__AIM__
Retype the material that follows, keeping every word as it is.

__SUPPLIED ENTRIES__
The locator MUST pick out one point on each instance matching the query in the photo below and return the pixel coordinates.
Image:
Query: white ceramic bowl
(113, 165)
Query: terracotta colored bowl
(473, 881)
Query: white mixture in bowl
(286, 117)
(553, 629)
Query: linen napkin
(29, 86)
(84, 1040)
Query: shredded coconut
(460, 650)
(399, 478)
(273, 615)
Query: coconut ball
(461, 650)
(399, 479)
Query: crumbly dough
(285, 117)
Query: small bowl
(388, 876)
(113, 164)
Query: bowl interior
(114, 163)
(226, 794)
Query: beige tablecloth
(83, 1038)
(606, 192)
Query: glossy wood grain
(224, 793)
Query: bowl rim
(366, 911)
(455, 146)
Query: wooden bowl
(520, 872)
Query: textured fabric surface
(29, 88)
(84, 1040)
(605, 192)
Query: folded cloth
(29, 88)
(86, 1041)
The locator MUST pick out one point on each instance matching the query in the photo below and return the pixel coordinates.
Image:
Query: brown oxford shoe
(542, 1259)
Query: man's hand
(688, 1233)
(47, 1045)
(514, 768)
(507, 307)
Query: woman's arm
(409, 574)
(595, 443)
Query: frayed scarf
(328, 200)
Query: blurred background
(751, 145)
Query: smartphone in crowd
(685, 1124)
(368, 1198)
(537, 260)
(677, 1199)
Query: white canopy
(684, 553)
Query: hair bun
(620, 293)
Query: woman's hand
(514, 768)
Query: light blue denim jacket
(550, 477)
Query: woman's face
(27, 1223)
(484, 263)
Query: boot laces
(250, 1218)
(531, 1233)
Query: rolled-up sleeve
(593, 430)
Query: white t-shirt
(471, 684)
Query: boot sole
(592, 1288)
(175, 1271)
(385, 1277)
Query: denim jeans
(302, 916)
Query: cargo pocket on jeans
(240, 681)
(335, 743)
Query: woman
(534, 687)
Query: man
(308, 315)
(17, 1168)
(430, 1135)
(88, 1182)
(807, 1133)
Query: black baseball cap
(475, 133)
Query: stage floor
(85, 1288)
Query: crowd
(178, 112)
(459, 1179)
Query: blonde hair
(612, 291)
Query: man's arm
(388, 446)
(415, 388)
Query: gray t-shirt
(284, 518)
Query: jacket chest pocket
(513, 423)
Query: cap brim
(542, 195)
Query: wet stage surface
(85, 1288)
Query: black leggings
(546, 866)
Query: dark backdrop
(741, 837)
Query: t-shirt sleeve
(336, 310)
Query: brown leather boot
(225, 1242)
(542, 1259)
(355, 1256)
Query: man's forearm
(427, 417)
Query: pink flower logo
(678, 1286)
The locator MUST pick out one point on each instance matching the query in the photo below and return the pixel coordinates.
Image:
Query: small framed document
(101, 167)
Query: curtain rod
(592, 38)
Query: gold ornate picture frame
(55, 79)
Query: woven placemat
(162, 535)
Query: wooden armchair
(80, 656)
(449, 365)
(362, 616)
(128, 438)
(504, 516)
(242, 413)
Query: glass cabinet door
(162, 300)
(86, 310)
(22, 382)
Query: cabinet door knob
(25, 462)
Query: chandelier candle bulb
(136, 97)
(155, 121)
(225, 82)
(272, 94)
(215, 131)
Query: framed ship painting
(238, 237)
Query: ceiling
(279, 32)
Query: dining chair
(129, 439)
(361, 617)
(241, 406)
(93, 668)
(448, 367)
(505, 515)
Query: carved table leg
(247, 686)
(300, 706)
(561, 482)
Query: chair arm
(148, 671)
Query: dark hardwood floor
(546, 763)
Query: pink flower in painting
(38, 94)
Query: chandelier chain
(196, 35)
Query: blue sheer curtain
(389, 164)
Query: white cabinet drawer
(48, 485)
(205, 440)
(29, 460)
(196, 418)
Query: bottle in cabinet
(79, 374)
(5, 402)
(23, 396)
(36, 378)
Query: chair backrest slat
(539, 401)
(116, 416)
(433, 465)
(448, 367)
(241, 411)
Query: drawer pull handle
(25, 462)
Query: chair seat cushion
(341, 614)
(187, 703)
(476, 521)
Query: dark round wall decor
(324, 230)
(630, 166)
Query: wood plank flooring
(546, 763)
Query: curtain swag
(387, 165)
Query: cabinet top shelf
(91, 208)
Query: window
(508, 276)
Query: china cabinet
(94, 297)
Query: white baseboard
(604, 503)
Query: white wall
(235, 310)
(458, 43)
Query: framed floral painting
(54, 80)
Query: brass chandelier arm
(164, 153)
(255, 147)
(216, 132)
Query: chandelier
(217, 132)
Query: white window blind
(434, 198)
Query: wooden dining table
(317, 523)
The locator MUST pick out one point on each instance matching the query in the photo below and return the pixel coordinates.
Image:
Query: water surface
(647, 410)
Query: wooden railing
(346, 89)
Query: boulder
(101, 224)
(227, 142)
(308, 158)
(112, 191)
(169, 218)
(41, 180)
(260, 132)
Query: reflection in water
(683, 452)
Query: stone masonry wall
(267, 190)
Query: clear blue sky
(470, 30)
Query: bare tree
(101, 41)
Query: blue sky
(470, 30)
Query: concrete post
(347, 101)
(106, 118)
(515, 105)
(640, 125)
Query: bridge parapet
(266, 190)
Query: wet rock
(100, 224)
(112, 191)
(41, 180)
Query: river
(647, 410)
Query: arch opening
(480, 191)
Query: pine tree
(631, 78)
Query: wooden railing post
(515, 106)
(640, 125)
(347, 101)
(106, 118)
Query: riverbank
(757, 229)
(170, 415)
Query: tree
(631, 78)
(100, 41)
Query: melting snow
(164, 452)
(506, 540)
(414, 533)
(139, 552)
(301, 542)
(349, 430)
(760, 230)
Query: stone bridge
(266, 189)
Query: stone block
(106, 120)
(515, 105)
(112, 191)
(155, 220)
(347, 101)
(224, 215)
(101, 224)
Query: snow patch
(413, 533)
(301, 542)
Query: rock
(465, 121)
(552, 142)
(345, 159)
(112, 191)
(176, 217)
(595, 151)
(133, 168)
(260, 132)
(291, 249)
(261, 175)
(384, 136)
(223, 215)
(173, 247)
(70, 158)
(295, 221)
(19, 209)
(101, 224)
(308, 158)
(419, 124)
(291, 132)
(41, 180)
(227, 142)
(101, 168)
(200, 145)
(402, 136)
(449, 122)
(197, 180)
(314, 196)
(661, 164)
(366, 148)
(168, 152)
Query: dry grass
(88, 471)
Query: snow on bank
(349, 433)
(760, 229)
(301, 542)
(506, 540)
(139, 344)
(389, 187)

__FINISHED TASK__
The locator MUST pick out one point on each instance matching the query in the photo below and return the pixel coordinates.
Image:
Query: white ceramic bowl
(113, 165)
Query: terracotta colored bowl
(473, 881)
Query: white mixture in bowl
(286, 117)
(553, 629)
Query: linen napkin
(29, 86)
(84, 1040)
Query: shredded coconut
(460, 650)
(399, 478)
(273, 615)
Query: coconut ball
(461, 650)
(399, 479)
Query: crumbly dough
(285, 117)
Query: small bowl
(388, 876)
(113, 164)
Query: bowl interior
(114, 163)
(226, 794)
Query: beige tablecloth
(83, 1038)
(606, 192)
Query: glossy wood grain
(224, 793)
Query: bowl rim
(366, 911)
(455, 146)
Query: wooden bowl
(520, 872)
Query: textured fabric surface
(29, 88)
(84, 1040)
(605, 192)
Query: folded cloth
(29, 88)
(86, 1041)
The locator MUST pick out one point on each instance matching the query in the photo below and return the pixel coordinates.
Image:
Query: brown oxford shoe
(542, 1259)
Query: man's hand
(688, 1233)
(47, 1045)
(514, 768)
(507, 307)
Query: woman's arm
(409, 574)
(595, 443)
Query: frayed scarf
(328, 200)
Query: blurred background
(751, 145)
Query: smartphone in crowd
(685, 1124)
(368, 1198)
(537, 260)
(677, 1199)
Query: white canopy
(684, 553)
Query: hair bun
(620, 293)
Query: woman's hand
(514, 768)
Query: light blue denim jacket
(550, 477)
Query: woman's face
(27, 1223)
(484, 263)
Query: boot laces
(250, 1218)
(531, 1233)
Query: rolled-up sleeve
(593, 430)
Query: white t-shirt
(471, 684)
Query: boot sole
(592, 1288)
(175, 1271)
(385, 1277)
Query: denim jeans
(302, 916)
Query: cargo pocket on jeans
(240, 681)
(335, 743)
Query: woman
(534, 687)
Query: man
(308, 315)
(17, 1168)
(430, 1135)
(88, 1182)
(807, 1133)
Query: black baseball cap
(475, 133)
Query: stage floor
(85, 1288)
Query: crowd
(178, 112)
(459, 1179)
Query: blonde hair
(612, 291)
Query: man's arm
(388, 446)
(415, 388)
Query: gray t-shirt
(284, 518)
Query: jacket chest pocket
(513, 423)
Query: cap brim
(542, 195)
Query: wet stage surface
(85, 1288)
Query: black leggings
(546, 866)
Query: dark backdrop
(741, 837)
Query: t-shirt sleeve
(336, 310)
Query: brown leather boot
(225, 1242)
(542, 1259)
(355, 1256)
Query: man's forearm
(427, 417)
Query: pink flower logo
(678, 1286)
The locator MUST pick out one point on each instance matching the query in the photo below and return the pixel coordinates.
Image:
Query: small framed document
(101, 167)
Query: curtain rod
(592, 38)
Query: gold ornate picture frame
(55, 79)
Query: woven placemat
(162, 535)
Query: wooden armchair
(80, 656)
(449, 365)
(362, 616)
(128, 438)
(504, 516)
(242, 413)
Query: glass cabinet door
(162, 300)
(86, 310)
(22, 382)
Query: cabinet door knob
(25, 462)
Query: chandelier candle bulb
(136, 97)
(155, 121)
(225, 82)
(272, 94)
(215, 131)
Query: framed ship painting
(238, 237)
Query: ceiling
(279, 32)
Query: dining chair
(129, 439)
(361, 617)
(241, 406)
(93, 668)
(448, 367)
(505, 515)
Query: carved table leg
(247, 686)
(300, 706)
(561, 482)
Query: chair arm
(148, 671)
Query: dark hardwood floor
(546, 763)
Query: pink flower in painting
(38, 94)
Query: chandelier chain
(196, 35)
Query: blue sheer curtain
(389, 164)
Query: white cabinet drawer
(48, 485)
(205, 440)
(29, 460)
(196, 418)
Query: bottle in cabinet
(79, 374)
(5, 402)
(23, 396)
(36, 378)
Query: chair backrest slat
(539, 401)
(116, 416)
(433, 465)
(448, 367)
(241, 411)
Query: drawer pull handle
(25, 462)
Query: chair seat cushion
(341, 614)
(187, 703)
(476, 521)
Query: dark round wall decor
(324, 230)
(630, 166)
Query: wood plank flooring
(546, 763)
Query: curtain swag
(387, 165)
Query: cabinet top shelf
(91, 208)
Query: window
(508, 276)
Query: china cabinet
(94, 297)
Query: white baseboard
(604, 503)
Query: white wall
(235, 310)
(458, 43)
Query: framed floral painting
(54, 80)
Query: brass chandelier arm
(164, 153)
(255, 147)
(216, 132)
Query: chandelier
(217, 132)
Query: white window blind
(434, 198)
Query: wooden dining table
(317, 523)
The locator MUST pick out one point on each instance matching the query in the photo below and return the pixel coordinates.
Image:
Query: water surface
(647, 410)
Query: wooden railing
(346, 89)
Query: boulder
(101, 224)
(227, 142)
(308, 158)
(112, 191)
(169, 218)
(41, 180)
(260, 132)
Query: reflection in water
(683, 452)
Query: stone masonry wall
(267, 190)
Query: clear blue sky
(470, 30)
Query: bare tree
(101, 41)
Query: blue sky
(470, 30)
Query: concrete post
(347, 101)
(106, 118)
(515, 105)
(640, 125)
Query: bridge parapet
(266, 190)
Query: wet rock
(100, 224)
(112, 191)
(41, 180)
Query: river
(647, 410)
Query: arch opening
(480, 191)
Query: pine tree
(631, 78)
Query: wooden railing post
(515, 106)
(640, 125)
(347, 101)
(106, 118)
Query: riverbank
(757, 229)
(170, 415)
Query: tree
(631, 78)
(100, 41)
Query: melting snow
(164, 452)
(506, 540)
(414, 533)
(139, 552)
(301, 542)
(349, 430)
(760, 230)
Query: stone bridge
(266, 189)
Query: stone block
(106, 120)
(515, 105)
(112, 191)
(155, 220)
(347, 101)
(224, 215)
(101, 224)
Query: snow patch
(413, 533)
(301, 542)
Query: rock
(465, 121)
(552, 142)
(345, 159)
(112, 191)
(176, 217)
(595, 151)
(133, 168)
(260, 132)
(291, 249)
(261, 175)
(384, 136)
(223, 215)
(173, 247)
(70, 158)
(295, 221)
(19, 209)
(101, 224)
(308, 158)
(419, 124)
(291, 132)
(41, 180)
(227, 142)
(101, 168)
(200, 145)
(402, 136)
(449, 122)
(197, 180)
(314, 196)
(661, 164)
(366, 148)
(168, 152)
Query: dry grass
(88, 471)
Query: snow on bank
(349, 433)
(760, 229)
(301, 542)
(506, 540)
(139, 344)
(389, 187)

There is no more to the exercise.